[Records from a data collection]
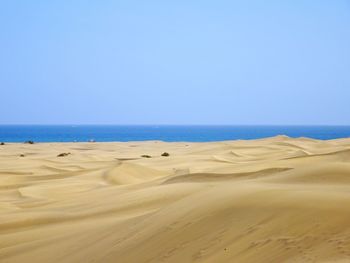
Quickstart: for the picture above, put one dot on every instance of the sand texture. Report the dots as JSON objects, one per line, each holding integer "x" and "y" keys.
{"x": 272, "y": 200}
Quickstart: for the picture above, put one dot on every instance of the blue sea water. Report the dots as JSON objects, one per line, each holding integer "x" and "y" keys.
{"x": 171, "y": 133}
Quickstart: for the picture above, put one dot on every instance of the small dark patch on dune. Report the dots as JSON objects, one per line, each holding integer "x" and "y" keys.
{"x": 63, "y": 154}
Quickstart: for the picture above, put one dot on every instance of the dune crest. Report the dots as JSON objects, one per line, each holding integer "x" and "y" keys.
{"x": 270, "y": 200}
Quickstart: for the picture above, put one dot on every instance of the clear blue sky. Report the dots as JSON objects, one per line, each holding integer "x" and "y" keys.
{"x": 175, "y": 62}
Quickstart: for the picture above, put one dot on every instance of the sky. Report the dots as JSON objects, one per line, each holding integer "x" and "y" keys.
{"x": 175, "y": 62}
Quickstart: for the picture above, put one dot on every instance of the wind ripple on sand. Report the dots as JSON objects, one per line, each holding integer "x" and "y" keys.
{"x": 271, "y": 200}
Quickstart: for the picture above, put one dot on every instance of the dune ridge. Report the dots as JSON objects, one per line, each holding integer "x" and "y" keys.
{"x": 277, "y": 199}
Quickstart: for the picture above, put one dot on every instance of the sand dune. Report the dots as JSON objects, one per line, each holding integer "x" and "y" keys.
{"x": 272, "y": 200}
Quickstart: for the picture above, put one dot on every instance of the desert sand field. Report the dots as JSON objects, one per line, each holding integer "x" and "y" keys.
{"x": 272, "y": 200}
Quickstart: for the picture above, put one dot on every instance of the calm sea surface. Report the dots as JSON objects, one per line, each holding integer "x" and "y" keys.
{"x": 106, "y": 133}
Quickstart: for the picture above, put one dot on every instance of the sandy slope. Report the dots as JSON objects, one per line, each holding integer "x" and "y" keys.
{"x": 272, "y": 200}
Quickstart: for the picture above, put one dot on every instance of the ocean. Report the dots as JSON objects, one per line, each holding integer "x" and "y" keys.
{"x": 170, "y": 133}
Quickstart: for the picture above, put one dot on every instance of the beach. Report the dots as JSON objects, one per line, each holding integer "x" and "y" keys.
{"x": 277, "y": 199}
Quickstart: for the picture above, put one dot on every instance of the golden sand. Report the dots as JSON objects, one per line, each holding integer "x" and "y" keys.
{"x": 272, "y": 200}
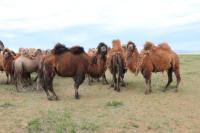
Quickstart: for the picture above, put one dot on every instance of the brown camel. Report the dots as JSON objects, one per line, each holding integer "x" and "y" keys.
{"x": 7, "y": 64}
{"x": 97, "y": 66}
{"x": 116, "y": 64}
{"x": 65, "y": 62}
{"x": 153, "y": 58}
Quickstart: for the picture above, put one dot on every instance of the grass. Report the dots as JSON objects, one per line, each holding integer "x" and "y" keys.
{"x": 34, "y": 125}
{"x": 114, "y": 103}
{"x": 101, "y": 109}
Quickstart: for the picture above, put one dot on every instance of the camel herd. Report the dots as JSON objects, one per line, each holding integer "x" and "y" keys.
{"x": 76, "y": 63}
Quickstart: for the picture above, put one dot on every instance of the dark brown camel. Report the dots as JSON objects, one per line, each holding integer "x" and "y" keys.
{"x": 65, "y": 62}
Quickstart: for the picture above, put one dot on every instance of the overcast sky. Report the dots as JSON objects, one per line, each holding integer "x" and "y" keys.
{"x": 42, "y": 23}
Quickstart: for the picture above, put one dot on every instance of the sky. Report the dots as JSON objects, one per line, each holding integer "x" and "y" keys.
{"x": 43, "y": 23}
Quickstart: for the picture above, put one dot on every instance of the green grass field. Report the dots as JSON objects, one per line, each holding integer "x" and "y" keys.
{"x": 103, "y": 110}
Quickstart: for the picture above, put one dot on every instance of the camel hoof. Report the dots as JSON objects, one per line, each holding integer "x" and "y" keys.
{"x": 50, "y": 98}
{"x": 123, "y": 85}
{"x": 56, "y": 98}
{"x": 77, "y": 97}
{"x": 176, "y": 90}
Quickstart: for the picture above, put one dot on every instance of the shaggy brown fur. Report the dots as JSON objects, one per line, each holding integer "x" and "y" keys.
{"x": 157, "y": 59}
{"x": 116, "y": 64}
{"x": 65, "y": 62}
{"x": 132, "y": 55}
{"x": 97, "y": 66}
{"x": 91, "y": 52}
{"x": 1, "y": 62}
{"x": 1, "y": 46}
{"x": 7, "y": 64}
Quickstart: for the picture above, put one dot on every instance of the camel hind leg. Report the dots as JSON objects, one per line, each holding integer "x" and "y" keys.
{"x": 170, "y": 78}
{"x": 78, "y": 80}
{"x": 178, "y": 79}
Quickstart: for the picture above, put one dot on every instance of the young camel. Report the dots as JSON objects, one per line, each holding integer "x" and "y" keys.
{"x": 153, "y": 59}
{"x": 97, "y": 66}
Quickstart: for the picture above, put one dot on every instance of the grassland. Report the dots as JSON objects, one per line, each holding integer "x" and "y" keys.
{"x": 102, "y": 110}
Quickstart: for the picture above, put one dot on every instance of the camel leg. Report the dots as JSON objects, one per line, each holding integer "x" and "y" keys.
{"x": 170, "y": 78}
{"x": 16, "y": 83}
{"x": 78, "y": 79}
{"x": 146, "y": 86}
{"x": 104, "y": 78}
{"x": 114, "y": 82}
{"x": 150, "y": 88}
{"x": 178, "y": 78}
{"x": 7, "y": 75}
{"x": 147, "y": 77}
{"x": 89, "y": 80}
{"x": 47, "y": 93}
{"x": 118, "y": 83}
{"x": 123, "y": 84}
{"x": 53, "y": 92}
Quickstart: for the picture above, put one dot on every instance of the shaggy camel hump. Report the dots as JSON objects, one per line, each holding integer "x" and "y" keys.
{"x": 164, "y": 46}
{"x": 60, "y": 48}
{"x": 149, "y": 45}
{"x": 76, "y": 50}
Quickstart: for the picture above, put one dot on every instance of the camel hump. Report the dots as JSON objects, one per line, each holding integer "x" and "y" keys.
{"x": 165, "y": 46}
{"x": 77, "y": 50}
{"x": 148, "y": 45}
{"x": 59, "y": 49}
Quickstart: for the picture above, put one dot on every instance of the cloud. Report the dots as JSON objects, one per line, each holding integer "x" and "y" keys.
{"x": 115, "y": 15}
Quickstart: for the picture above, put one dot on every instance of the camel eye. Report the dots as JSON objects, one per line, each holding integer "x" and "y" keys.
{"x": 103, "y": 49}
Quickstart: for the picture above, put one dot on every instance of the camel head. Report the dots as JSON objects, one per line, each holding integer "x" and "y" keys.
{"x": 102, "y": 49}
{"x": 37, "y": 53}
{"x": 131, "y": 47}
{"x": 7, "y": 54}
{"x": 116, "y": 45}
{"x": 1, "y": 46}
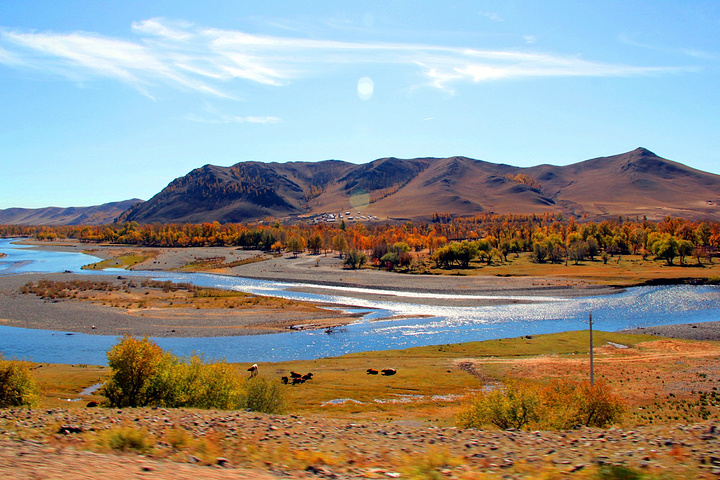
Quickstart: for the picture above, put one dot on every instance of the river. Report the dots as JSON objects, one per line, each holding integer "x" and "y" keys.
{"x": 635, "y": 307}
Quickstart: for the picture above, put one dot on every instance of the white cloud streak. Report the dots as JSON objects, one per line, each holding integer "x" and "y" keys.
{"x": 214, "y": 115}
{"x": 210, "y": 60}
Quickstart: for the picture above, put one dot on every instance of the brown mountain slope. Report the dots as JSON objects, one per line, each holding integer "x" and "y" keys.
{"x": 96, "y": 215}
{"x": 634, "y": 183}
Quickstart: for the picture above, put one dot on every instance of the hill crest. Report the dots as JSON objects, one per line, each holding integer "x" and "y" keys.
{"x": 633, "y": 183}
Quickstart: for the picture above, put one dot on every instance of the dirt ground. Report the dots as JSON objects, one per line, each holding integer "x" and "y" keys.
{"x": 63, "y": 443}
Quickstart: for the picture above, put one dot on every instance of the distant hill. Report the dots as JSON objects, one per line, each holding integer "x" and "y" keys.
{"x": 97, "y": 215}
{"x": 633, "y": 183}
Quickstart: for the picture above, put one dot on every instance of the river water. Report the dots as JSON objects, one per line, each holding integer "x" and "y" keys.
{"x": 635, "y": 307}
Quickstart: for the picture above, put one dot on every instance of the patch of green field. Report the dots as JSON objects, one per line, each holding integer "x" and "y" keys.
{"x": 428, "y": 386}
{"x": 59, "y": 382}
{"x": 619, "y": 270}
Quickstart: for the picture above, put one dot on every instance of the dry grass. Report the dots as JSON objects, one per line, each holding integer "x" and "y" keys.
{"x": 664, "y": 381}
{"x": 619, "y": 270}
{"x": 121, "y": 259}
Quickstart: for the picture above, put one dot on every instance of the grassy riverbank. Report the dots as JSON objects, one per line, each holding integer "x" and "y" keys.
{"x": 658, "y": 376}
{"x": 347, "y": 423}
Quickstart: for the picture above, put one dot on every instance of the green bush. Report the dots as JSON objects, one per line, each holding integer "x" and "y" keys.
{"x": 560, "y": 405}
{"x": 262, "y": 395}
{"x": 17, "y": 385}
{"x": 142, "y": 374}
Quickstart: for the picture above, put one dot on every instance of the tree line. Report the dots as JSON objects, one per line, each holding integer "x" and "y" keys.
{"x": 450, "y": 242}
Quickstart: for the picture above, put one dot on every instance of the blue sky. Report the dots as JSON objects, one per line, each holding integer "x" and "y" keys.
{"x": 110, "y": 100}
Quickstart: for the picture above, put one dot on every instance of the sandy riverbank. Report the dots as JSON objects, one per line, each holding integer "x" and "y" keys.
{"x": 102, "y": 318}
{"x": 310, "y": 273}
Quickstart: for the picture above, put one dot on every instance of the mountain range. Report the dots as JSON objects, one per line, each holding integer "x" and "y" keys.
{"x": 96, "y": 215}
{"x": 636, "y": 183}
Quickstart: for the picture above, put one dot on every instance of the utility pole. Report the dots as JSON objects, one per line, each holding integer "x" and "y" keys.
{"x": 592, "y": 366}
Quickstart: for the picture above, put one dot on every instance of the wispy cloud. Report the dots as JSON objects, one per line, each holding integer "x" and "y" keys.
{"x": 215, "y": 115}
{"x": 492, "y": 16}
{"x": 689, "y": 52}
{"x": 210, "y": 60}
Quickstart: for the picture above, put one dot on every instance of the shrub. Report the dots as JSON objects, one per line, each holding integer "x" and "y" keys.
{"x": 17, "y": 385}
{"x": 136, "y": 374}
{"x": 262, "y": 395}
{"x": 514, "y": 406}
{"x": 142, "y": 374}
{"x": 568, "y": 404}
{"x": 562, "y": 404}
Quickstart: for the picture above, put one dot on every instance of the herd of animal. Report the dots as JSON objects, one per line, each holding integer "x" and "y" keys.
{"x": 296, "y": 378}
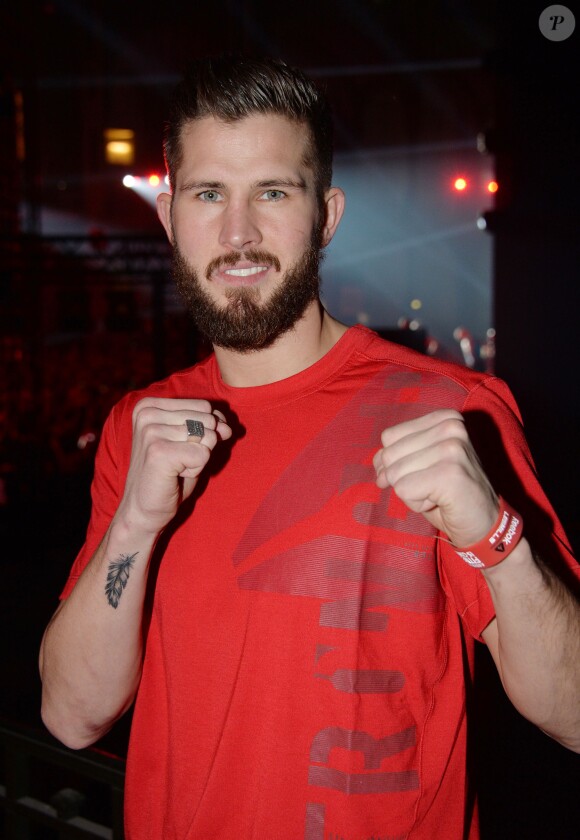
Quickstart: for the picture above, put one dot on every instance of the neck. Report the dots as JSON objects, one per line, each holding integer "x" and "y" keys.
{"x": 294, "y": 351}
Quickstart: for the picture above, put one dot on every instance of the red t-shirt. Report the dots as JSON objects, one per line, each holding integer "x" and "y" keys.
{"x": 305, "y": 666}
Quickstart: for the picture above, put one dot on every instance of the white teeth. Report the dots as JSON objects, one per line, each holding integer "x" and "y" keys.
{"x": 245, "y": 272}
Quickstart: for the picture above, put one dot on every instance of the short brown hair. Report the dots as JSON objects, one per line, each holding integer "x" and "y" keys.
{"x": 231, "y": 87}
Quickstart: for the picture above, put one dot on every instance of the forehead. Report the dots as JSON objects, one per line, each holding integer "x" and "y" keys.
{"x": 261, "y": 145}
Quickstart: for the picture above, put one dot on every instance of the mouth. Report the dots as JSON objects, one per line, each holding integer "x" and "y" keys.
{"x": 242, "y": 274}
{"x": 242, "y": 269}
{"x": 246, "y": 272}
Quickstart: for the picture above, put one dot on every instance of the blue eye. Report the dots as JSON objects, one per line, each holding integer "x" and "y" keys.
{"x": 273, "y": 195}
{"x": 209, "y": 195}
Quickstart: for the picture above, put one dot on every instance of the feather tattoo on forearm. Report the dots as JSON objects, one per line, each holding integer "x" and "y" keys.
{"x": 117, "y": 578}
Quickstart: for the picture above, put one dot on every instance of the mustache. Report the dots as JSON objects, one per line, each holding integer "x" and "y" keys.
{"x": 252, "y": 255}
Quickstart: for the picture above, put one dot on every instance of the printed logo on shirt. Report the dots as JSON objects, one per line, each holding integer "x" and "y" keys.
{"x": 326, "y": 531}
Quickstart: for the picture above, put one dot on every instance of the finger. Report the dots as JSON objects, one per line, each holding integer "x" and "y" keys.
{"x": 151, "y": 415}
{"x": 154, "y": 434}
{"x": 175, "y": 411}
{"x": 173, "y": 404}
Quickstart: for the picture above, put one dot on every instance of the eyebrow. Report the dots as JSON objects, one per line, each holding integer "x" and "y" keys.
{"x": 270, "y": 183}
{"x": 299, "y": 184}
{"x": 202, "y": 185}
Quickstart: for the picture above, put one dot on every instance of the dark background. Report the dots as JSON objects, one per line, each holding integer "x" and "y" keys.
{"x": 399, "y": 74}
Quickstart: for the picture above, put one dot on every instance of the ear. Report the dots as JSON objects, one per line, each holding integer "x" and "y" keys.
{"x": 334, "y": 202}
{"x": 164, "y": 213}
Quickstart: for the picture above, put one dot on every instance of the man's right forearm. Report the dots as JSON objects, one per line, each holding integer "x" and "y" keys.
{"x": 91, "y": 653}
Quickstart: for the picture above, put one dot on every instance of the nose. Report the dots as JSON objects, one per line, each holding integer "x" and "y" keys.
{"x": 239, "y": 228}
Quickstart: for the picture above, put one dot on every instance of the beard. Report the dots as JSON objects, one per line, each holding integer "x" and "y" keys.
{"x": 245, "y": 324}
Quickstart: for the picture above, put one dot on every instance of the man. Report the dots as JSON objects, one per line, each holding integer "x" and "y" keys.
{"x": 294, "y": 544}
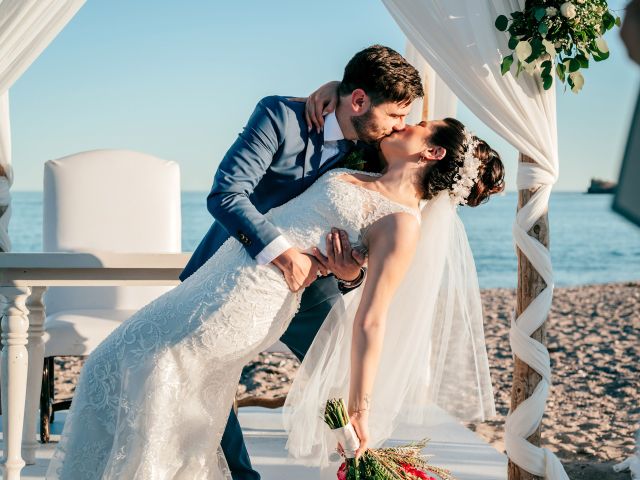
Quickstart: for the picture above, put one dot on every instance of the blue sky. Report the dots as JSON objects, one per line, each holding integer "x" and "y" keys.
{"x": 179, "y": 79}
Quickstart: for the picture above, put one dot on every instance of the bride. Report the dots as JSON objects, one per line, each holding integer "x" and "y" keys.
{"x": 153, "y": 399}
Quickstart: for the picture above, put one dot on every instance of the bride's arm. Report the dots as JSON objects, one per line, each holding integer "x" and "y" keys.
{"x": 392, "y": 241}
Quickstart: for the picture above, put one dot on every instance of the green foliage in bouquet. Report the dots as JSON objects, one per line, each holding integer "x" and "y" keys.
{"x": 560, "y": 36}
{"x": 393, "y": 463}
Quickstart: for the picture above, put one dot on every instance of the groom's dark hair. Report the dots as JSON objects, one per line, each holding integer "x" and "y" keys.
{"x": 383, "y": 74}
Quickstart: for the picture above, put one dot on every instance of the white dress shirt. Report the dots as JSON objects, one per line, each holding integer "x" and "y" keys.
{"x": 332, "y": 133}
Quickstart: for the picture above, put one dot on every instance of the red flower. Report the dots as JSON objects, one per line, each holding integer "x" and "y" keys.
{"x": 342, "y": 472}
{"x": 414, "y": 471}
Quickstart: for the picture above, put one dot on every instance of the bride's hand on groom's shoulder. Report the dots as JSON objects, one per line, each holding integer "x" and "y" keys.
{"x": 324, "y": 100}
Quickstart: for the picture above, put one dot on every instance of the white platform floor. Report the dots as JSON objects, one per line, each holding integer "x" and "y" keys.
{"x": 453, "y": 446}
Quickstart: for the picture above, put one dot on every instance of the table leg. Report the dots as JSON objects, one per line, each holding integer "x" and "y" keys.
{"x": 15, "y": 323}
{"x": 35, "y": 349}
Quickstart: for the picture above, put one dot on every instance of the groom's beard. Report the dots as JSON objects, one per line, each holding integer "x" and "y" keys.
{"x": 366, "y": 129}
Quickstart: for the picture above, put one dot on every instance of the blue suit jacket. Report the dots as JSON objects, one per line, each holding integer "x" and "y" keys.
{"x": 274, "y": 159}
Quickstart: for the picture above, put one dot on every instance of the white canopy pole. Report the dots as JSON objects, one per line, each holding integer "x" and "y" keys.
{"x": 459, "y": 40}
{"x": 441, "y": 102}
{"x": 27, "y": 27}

- [WHAT NEEDS TO BE DONE] Your output consists solely of the lines from the one with "the green foliage" through the last line, copied exactly.

- [OUTPUT]
Quickstart: for the picture above, put one dot on every instance of the green foliage in bouquet. Report the dots as JSON objects, one per line, each holding integer "x" and "y" keys.
{"x": 560, "y": 36}
{"x": 393, "y": 463}
Quickstart: for the picture above, put one dot on every instance of the groom's dark hair. Report the dots as JSON objects, one per line, each holding integer "x" and "y" keys.
{"x": 383, "y": 74}
Quickstart: for the picture above, put one dot on every instance of the white dress shirt. Report the dots as JSON objects, one per line, each holding integer "x" and "y" keys.
{"x": 332, "y": 133}
Quickstart: for the picture above, put one dot on every instance of the red flower. Report the dots as JSON objects, one per line, each holding integer "x" and "y" keys.
{"x": 342, "y": 472}
{"x": 414, "y": 471}
Quickstart: for the picture above, put one dot on every instance of the bride's hand on groom's shoulder. Report the dots as JSON objects, one per line, each holding integer "x" and "y" keys.
{"x": 324, "y": 100}
Quickstart: for the picture above, put one dot on every instance of the white platform floor. Report the dots as JSON objects, one per line, each holding integer "x" and "y" keys.
{"x": 453, "y": 446}
Quickstart: for the picture above, put one dot on every instance of the table leg. Report the dots as JSON objects, one per line, each holding integer "x" and "y" keys.
{"x": 15, "y": 323}
{"x": 35, "y": 349}
Quickstart: for the picture above, put one dot on every instance of the groom's beard. Report the dots as JSON objects, one per line, each holding integer "x" and "y" keys.
{"x": 366, "y": 129}
Quickstart: for the picture above, put one dot on every instance of the blue suit jacket. Report the dots as JSON objects, one per line, each holding integer "x" and "y" keys.
{"x": 274, "y": 159}
Quickstart: for the picture above, put one dot on every instance of the white canopy pole. Report the dots as JSON objects, one per line, each holding integer "x" and "y" keys.
{"x": 459, "y": 40}
{"x": 441, "y": 102}
{"x": 27, "y": 27}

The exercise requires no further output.